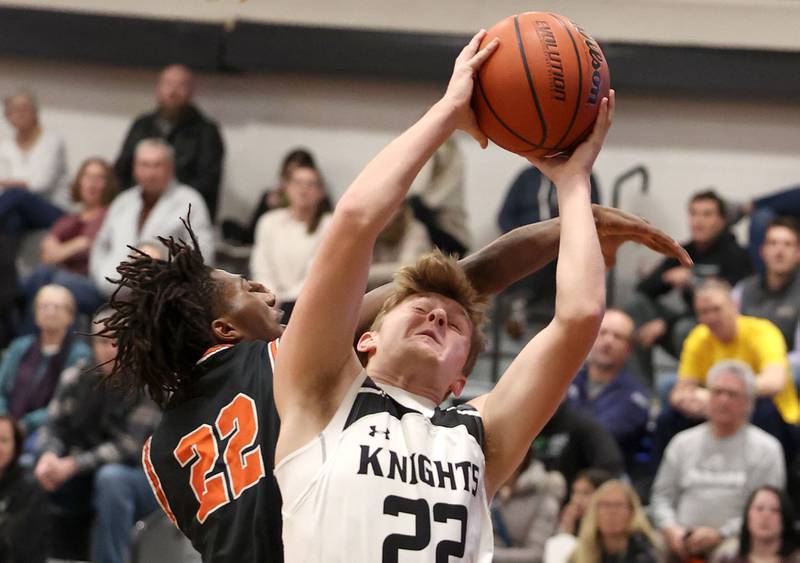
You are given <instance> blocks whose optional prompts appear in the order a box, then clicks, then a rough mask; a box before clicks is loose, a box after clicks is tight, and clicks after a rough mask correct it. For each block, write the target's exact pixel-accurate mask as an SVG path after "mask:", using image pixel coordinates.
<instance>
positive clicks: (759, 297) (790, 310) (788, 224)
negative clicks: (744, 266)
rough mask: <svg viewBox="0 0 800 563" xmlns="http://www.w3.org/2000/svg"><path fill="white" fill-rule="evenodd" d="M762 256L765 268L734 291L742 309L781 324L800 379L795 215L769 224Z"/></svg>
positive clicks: (794, 367) (799, 299)
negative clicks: (764, 270)
mask: <svg viewBox="0 0 800 563" xmlns="http://www.w3.org/2000/svg"><path fill="white" fill-rule="evenodd" d="M761 258H762V259H763V261H764V266H765V271H764V272H762V273H760V274H753V275H752V276H750V277H748V278H745V279H743V280H742V281H741V282H739V283H738V284H737V285H736V287H735V288H734V290H733V298H734V300H735V301H736V302H738V304H739V312H740V313H741V314H742V315H748V316H750V317H760V318H763V319H769V320H770V321H772V323H773V324H775V326H777V327H778V328H779V329H780V331H781V334H783V339H784V341H785V342H786V348H787V349H788V350H789V363H790V364H791V366H792V370H793V371H794V373H795V379H796V380H797V379H798V378H800V330H798V329H799V328H800V274H798V267H799V266H800V224H798V222H797V221H796V220H795V219H793V218H791V217H778V218H776V219H774V220H773V221H771V222H770V223H769V225H768V226H767V231H766V234H765V235H764V244H763V245H762V246H761Z"/></svg>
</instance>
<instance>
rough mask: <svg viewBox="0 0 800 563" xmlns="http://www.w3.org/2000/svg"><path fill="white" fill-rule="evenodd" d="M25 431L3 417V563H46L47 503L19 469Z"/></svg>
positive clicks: (1, 544)
mask: <svg viewBox="0 0 800 563" xmlns="http://www.w3.org/2000/svg"><path fill="white" fill-rule="evenodd" d="M21 452H22V429H21V428H20V426H19V424H17V422H16V421H15V420H14V419H13V418H12V417H10V416H9V415H7V414H3V415H0V561H3V562H4V563H44V562H45V561H46V560H47V546H48V535H49V529H50V526H49V520H48V516H47V501H46V499H45V496H44V494H43V493H42V491H41V489H40V488H39V486H38V484H37V483H36V481H35V480H34V479H33V478H32V477H31V476H30V475H29V474H28V473H27V472H26V471H25V470H23V469H22V468H21V467H20V465H19V456H20V453H21Z"/></svg>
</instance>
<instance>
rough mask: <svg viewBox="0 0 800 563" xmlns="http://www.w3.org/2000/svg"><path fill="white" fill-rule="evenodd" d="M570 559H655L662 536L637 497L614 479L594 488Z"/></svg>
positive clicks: (611, 560)
mask: <svg viewBox="0 0 800 563" xmlns="http://www.w3.org/2000/svg"><path fill="white" fill-rule="evenodd" d="M569 560H570V562H571V563H606V562H615V563H658V562H659V561H661V560H662V557H661V539H660V538H659V537H658V536H657V535H656V533H655V531H654V530H653V528H652V527H651V526H650V523H649V522H648V521H647V516H645V513H644V510H642V505H641V503H640V502H639V497H638V496H637V495H636V492H635V491H634V490H633V488H631V486H630V485H628V484H626V483H623V482H622V481H618V480H616V479H614V480H611V481H608V482H606V483H604V484H603V485H601V486H600V488H599V489H597V492H596V493H595V494H594V496H593V497H592V500H591V502H590V503H589V508H588V509H587V511H586V515H585V516H584V518H583V522H582V523H581V531H580V533H579V535H578V544H577V546H576V548H575V552H574V553H573V554H572V557H570V559H569Z"/></svg>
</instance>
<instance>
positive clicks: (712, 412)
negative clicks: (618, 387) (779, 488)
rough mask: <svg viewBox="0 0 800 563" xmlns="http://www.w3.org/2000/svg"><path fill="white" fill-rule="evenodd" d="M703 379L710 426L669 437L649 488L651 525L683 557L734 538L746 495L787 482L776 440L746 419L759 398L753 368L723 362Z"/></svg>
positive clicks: (783, 460) (698, 554) (714, 545)
mask: <svg viewBox="0 0 800 563" xmlns="http://www.w3.org/2000/svg"><path fill="white" fill-rule="evenodd" d="M707 379H708V393H709V396H710V397H709V400H708V422H705V423H703V424H700V425H699V426H696V427H694V428H690V429H689V430H685V431H683V432H681V433H679V434H678V435H677V436H675V438H673V440H672V441H671V442H670V443H669V446H668V447H667V449H666V452H665V454H664V459H663V460H662V462H661V465H660V467H659V468H658V473H657V474H656V479H655V482H654V483H653V492H652V499H651V506H652V508H653V516H654V519H655V523H656V525H657V526H658V528H659V529H661V531H662V532H663V533H664V535H665V537H666V540H667V544H668V546H669V548H670V550H671V551H672V553H673V554H675V555H676V556H678V557H680V558H681V559H682V560H685V559H686V558H687V557H690V556H700V557H703V556H707V555H708V554H710V553H711V552H712V551H713V550H714V549H715V548H716V547H717V546H719V545H720V544H721V543H722V541H723V540H724V539H725V538H729V537H731V536H734V535H735V534H736V533H738V531H739V528H740V526H741V514H742V512H743V509H744V504H745V501H746V499H747V497H748V495H749V494H751V493H752V492H753V491H754V490H756V489H757V488H758V487H760V486H762V485H772V486H775V487H780V488H782V487H783V486H784V485H785V481H786V470H785V464H784V459H783V451H782V449H781V445H780V443H779V442H778V440H776V439H775V438H774V437H773V436H770V435H769V434H767V433H766V432H764V431H763V430H761V429H759V428H756V427H755V426H753V425H752V424H749V423H748V422H747V419H748V416H749V411H750V410H751V408H752V407H753V402H754V400H755V397H756V393H757V387H756V378H755V377H754V375H753V372H752V370H751V369H750V367H749V366H748V365H747V364H745V363H744V362H741V361H738V360H725V361H722V362H719V363H717V364H715V365H714V367H712V368H711V370H710V371H709V372H708V378H707Z"/></svg>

_____

● YOUR TASK
Reproduce the listing from its first line through the line containing "negative clicks: (744, 266)", swapping "rough mask" for "coarse mask" and changing nothing else. Omit the pictures.

● ANSWER TO THIS EXERCISE
You are given <instance> blocks whose optional prompts appear in the order a box, then clicks, then a coarse mask; a box before clicks is loose, a box after clicks is tight, and clicks after a coarse mask correct it. For each block, write the target's exact pixel-accurate mask as an SVG path after "mask:", using image pixel coordinates.
<instance>
positive clicks: (759, 297) (790, 310) (788, 224)
negative clicks: (744, 266)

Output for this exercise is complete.